Trecho do documento

Se algo me espanta nesta discussão sobre o fim da exigência do diploma para jornalistas, é ver pessoas que julgam que esta exigência sempre existiu, em toda a parte e desde o início dos tempos. Ora, como a jaboticaba, só existe no Brasil. (E se só existe no Brasil e não é jaboticaba, boa coisa não há de ser). Além do mais, existe há apenas 40 anos. O jornalismo brasileiro tem dois séculos de existência e nestes últimos dois só se exigiu diploma a partir de 1969. Os defensores do diploma esquecem – ou preferem não lembrar – que a famigerada lei não foi fruto de reivindicações de classe, mas imposição ditatorial de uma junta militar. Brasileiro adora reserva de mercado. Se ela é cria de uma ditadura, pouco importa. Bem-vinda seja.

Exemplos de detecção
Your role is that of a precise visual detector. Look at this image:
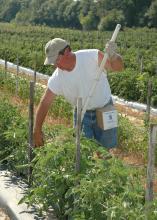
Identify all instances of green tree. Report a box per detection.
[0,0,20,22]
[98,9,125,31]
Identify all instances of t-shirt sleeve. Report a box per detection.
[47,71,62,95]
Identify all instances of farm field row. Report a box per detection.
[0,23,157,107]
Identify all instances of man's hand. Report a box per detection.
[33,131,44,147]
[104,41,117,58]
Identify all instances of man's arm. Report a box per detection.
[98,51,124,72]
[34,89,55,147]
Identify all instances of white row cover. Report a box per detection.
[0,59,157,115]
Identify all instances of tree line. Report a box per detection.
[0,0,157,31]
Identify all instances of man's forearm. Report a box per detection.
[34,89,55,132]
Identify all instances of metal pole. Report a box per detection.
[146,78,152,124]
[28,81,34,183]
[145,124,157,202]
[16,56,19,96]
[76,98,82,173]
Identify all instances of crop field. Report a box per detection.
[0,23,157,107]
[0,23,157,220]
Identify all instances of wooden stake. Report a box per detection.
[145,124,157,202]
[76,98,82,173]
[28,81,34,183]
[16,56,19,96]
[146,78,152,124]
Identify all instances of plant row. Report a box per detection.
[0,95,157,220]
[0,23,157,106]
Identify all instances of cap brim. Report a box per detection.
[44,57,52,65]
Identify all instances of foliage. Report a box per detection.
[21,128,155,220]
[0,0,156,30]
[0,99,28,173]
[98,9,125,31]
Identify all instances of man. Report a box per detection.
[34,38,123,148]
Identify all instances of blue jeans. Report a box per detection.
[74,102,117,148]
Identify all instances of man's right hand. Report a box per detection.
[33,131,44,147]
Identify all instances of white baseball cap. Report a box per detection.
[44,38,68,65]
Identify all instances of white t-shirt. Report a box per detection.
[48,49,111,110]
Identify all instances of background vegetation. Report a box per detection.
[0,0,157,30]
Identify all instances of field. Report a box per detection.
[0,23,157,107]
[0,24,157,220]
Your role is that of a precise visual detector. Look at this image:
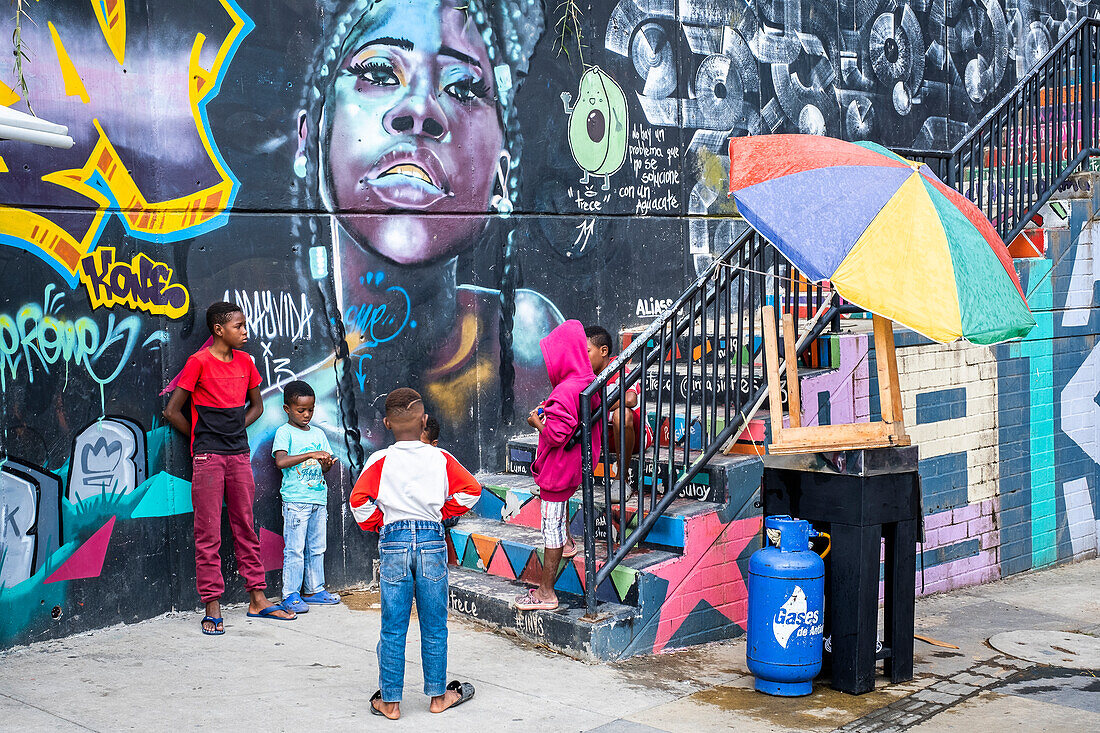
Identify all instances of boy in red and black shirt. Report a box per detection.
[164,302,295,636]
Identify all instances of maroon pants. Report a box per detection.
[191,453,267,603]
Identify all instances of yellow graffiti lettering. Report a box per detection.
[0,81,20,107]
[0,0,254,286]
[80,247,191,318]
[90,0,127,66]
[48,23,89,105]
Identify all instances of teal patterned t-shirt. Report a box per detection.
[272,423,332,504]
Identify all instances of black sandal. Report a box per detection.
[439,679,474,712]
[367,690,389,720]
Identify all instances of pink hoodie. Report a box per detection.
[531,320,600,502]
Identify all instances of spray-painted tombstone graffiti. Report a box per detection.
[66,417,146,504]
[0,458,62,589]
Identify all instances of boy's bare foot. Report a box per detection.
[428,679,474,713]
[428,690,462,712]
[371,698,402,720]
[247,590,297,619]
[202,601,226,634]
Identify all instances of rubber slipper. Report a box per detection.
[244,603,298,621]
[515,591,558,611]
[431,679,474,712]
[301,591,340,605]
[199,616,226,636]
[279,593,309,613]
[366,690,393,720]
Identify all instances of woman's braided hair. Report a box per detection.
[292,0,545,468]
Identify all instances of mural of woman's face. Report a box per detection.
[320,0,504,265]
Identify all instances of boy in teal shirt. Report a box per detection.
[272,381,340,613]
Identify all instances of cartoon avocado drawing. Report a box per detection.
[561,66,627,190]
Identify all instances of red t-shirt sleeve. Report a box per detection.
[176,353,202,392]
[244,353,263,390]
[442,450,481,519]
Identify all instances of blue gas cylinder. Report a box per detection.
[747,516,828,697]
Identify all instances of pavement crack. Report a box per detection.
[0,692,100,733]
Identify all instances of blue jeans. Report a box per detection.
[283,502,329,598]
[378,519,448,702]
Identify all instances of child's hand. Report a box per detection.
[527,407,542,433]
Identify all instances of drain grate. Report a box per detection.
[989,630,1100,669]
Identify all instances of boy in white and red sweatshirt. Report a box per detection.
[349,387,481,720]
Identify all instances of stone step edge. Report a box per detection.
[448,567,639,661]
[471,473,722,519]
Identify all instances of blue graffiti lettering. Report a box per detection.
[343,272,416,390]
[0,284,141,390]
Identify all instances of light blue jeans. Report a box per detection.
[378,519,448,702]
[283,502,329,598]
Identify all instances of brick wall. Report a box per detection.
[869,178,1100,593]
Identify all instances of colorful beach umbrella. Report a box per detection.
[729,135,1035,344]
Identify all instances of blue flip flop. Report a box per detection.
[199,616,226,636]
[244,603,298,621]
[301,590,340,605]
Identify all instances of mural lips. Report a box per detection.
[364,144,454,209]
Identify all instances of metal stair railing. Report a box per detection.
[576,229,839,616]
[895,18,1100,244]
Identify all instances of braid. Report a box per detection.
[497,229,516,425]
[293,6,366,479]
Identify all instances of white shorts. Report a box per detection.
[542,499,569,549]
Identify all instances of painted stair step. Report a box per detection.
[473,473,719,549]
[449,567,638,661]
[448,515,680,605]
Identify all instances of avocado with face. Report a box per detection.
[562,66,627,189]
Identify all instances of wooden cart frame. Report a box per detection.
[761,306,911,453]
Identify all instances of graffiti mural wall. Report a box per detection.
[0,0,1100,646]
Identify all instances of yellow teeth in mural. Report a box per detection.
[380,163,436,186]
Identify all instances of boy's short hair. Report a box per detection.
[386,387,424,419]
[283,380,317,405]
[207,300,243,336]
[584,326,615,355]
[424,415,439,442]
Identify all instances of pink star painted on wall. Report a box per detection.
[650,513,760,652]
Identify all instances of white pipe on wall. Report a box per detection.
[0,124,73,149]
[0,107,68,135]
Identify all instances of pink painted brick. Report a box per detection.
[952,503,981,524]
[924,511,952,529]
[966,516,993,537]
[928,524,967,547]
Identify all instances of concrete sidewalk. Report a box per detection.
[0,560,1100,733]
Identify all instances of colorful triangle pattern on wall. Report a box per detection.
[42,516,114,583]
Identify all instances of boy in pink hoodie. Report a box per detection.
[516,320,600,611]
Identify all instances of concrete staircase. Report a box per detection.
[449,323,867,660]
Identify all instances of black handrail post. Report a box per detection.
[581,383,596,617]
[1081,28,1098,150]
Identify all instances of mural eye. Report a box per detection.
[586,109,607,142]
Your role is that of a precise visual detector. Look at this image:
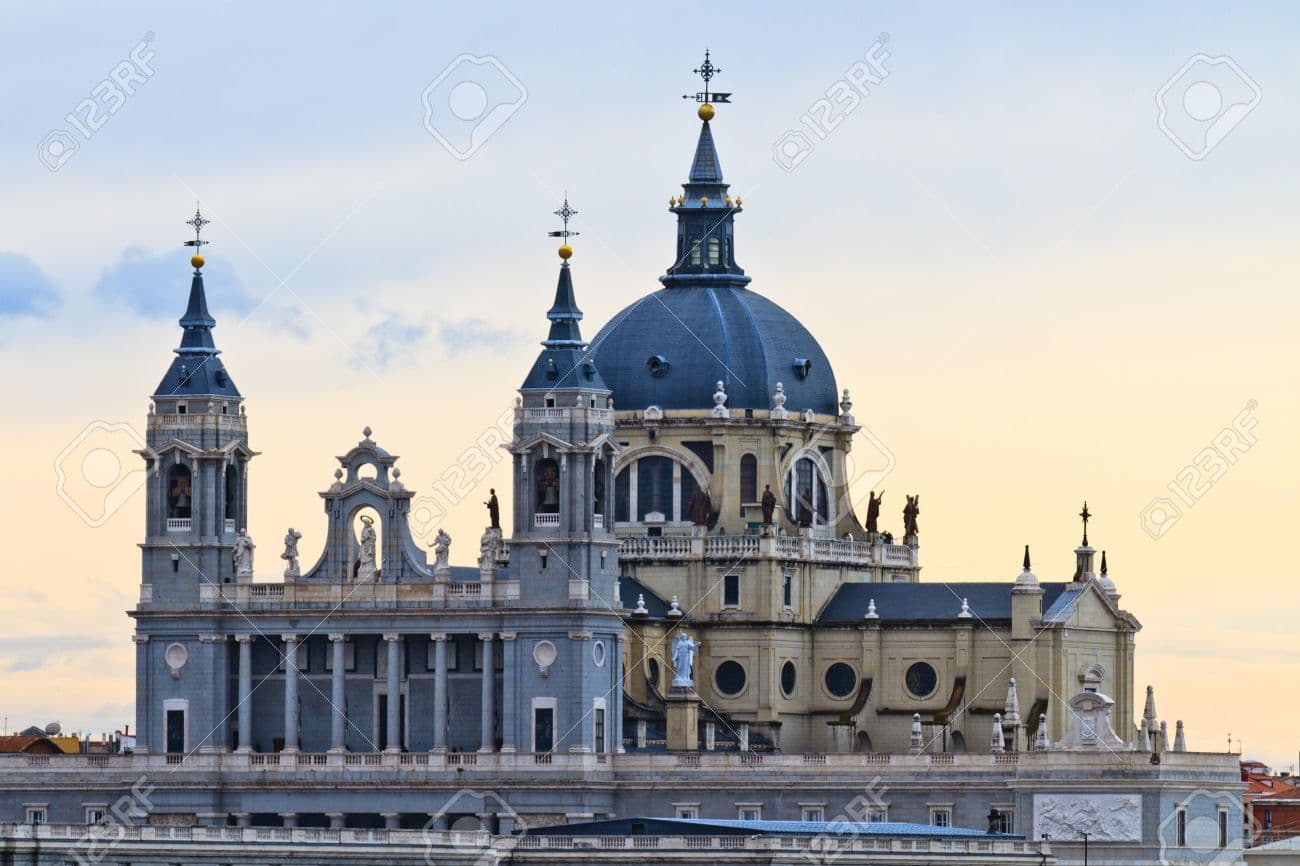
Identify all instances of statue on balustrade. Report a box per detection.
[356,515,376,581]
[230,529,257,577]
[672,632,699,689]
[433,529,451,571]
[280,527,303,577]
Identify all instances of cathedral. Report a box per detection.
[0,60,1240,862]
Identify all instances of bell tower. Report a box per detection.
[140,209,256,607]
[510,198,619,607]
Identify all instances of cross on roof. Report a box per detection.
[681,48,731,103]
[185,203,212,250]
[546,190,581,241]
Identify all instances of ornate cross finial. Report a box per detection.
[681,48,731,103]
[185,203,212,252]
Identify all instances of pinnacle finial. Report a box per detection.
[185,202,212,270]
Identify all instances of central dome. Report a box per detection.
[592,286,839,415]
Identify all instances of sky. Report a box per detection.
[0,1,1300,768]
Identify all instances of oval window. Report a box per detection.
[781,662,798,697]
[904,662,939,697]
[714,661,745,697]
[826,662,858,697]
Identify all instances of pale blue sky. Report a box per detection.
[0,1,1300,765]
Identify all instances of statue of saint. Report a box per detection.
[867,490,885,536]
[686,488,714,527]
[672,632,699,689]
[231,529,257,577]
[356,515,376,581]
[902,494,920,536]
[433,529,451,571]
[280,527,303,577]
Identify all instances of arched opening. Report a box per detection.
[225,466,243,529]
[740,454,758,503]
[166,464,194,520]
[348,506,384,583]
[785,456,831,527]
[533,458,560,514]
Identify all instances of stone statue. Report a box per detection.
[356,515,374,581]
[672,632,699,689]
[902,494,920,536]
[762,484,776,527]
[686,488,714,527]
[280,527,303,577]
[433,529,451,571]
[230,529,257,577]
[867,490,885,534]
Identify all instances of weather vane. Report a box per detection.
[185,203,212,252]
[546,190,581,265]
[681,48,731,103]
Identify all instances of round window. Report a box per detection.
[781,662,798,697]
[826,662,858,697]
[714,661,745,696]
[904,662,939,697]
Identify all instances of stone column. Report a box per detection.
[429,632,447,752]
[235,635,254,752]
[329,635,347,752]
[501,632,519,752]
[280,635,299,748]
[478,632,497,752]
[384,632,402,752]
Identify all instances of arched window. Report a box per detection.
[166,464,194,520]
[740,454,758,502]
[226,466,243,529]
[785,456,831,527]
[533,458,560,514]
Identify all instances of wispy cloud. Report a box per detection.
[0,252,59,317]
[94,247,256,319]
[352,313,429,369]
[438,319,521,355]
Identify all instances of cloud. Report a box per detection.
[438,319,521,355]
[92,247,257,319]
[0,252,59,319]
[0,635,112,672]
[352,313,429,369]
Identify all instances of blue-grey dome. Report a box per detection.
[592,285,839,415]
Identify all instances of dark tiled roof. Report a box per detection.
[592,285,839,415]
[816,581,1069,624]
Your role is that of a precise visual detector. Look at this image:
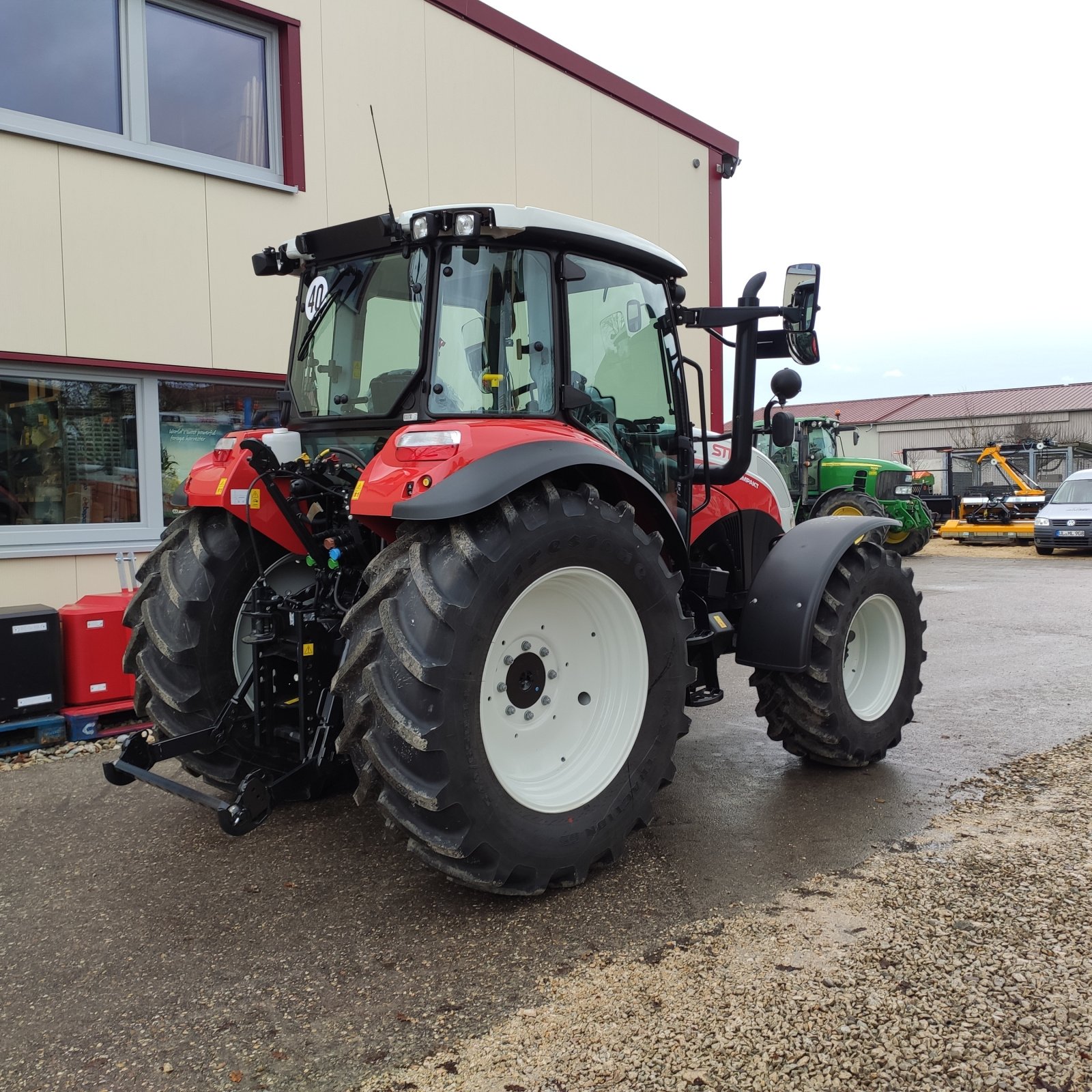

O que fazer
1 > Repita sem nenhuma mudança as linhas da listagem que vão da linha com "Identify all instances of boy in white" até a linha com "[729,135,1035,344]", incluindo essas duas.
2 > Continue o trecho sobre a exigência de diploma para jornalistas a partir da última frase.

Respostas por tarefa
1 >
Identify all instances of boy in white and red sweatshirt. Report a box per detection.
[349,387,481,720]
Identify all instances of stone step edge. Report a box per detection.
[448,567,639,661]
[471,473,722,519]
Identify all instances of blue graffiti lettering. Report a box per detection.
[343,272,416,390]
[0,284,141,390]
Identify all instances of light blue jeans. Report a box per detection.
[378,519,448,702]
[283,502,329,598]
Identify all instances of brick wall. Report a box per detection.
[869,178,1100,593]
Identify all instances of colorful beach umbrella. Report a box per detection.
[729,135,1035,344]

2 >
O ministro Gilmar Mendes tem sido execrado por ter comparado jornalistas a cozinheiros ao justificar seu voto: “Um excelente chef de cozinha certamente poderá ser formado numa faculdade de culinária, o que não legitima o Estado a exigir que toda e qualquer refeição seja feita por profissional registrado mediante diploma de curso superior nessa área”, afirmou. Espero que não tenha dado uma boa idéia à guilda dos candidatos a cozinheiro. Porque neste país onde até uma profissão inútil como a de ascensorista é regulamentada, não seria de espantar que algum político em busca de clientela pretendesse regulamentar a de cozinheiro.

O ministro foi tido como alguém que rebaixou a profissão de jornalista, o que está longe de ser evidente. Um chef competente, hoje, é mais disputado e melhor pago do que milhares de jornalistas. Existem cursos de culinária, é verdade. Mas cozinheiros se formam é na cozinha, junto ao fogo e às panelas. Da mesma forma, o jornalista. Faculdade pode ajudar. Mas quatro anos de curso não dão a formação de três meses de redação.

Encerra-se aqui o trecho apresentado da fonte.